The films and filmmakers “share the common theme of not waiting for someone to greenlight them in Hollywood,” says Magdael. “Instead, they … created these films and created opportunities for artists and film crews.”

Executive director Francis Cullado rattles off those and other big gets from Sundance, SWSX and Tribeca and adds, “I'm excited about [Tribeca title] ‘Plus One’ because of Maya Erskine of ‘PEN15’ and am looking forward to seeing [Sundance breakout] ‘Blinded by the Light’ again.”

One of the festival’s tributes will spotlight the Margaret Cho sitcom “All-American Girl,” which debuted in 1994 on ABC. It was the first network show to star an Asian American family and the last for decades.

Cho says, “It was 25 years ago, and it’s only recently that we’ve been seeing more Asian faces in mainstream entertainment with ‘Fresh Off the Boat’ and ‘Crazy Rich Asians.’ ”

The comedienne has detailed publicly (and hilariously, in her jaw-dropping standup film, “I’m the One That I Want”) how members of the Korean American community disapproved of the way she represented them and how the network tried to defang her comedy and smooth over her image — to her physical detriment — in its efforts to sell the show. ABC gave up on the show after 19 episodes.

Extracted material:
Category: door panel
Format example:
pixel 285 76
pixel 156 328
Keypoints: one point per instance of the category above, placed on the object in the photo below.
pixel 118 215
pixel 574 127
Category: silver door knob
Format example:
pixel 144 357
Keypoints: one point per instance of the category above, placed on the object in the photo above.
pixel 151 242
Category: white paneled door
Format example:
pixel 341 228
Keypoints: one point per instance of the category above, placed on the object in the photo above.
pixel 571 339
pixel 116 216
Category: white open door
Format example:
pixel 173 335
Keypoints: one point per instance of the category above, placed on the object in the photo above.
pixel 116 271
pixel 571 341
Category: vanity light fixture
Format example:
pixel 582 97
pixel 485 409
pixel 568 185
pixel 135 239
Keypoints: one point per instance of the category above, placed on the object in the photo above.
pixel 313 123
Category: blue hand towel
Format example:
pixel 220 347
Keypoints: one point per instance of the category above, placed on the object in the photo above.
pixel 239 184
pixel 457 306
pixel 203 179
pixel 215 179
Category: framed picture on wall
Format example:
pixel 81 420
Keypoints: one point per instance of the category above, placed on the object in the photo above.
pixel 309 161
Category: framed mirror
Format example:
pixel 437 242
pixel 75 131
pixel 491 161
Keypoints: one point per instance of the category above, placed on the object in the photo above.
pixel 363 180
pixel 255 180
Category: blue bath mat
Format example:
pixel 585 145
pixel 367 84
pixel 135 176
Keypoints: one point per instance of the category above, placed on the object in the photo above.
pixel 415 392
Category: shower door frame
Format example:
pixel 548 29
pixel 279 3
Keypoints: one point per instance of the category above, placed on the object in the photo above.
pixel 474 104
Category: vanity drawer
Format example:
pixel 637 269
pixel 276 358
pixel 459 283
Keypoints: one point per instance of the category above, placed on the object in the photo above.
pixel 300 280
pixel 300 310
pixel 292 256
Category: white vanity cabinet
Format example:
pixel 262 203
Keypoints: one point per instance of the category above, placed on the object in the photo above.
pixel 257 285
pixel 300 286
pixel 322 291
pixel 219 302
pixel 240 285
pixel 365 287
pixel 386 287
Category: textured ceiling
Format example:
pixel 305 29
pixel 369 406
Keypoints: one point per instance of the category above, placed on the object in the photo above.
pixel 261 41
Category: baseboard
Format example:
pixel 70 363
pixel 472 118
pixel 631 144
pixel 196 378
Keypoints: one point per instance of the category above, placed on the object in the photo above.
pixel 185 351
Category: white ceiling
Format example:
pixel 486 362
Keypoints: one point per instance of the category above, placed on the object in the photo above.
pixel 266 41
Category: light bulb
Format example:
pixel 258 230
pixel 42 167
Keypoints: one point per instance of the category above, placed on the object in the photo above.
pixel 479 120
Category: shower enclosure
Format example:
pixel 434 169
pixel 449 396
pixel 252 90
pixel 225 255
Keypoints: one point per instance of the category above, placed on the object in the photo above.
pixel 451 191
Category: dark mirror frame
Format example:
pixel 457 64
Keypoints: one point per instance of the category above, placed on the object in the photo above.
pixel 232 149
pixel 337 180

What the task asks: In the festival article, after how many episodes did ABC give up on "All-American Girl"?

Complete answer: 19 episodes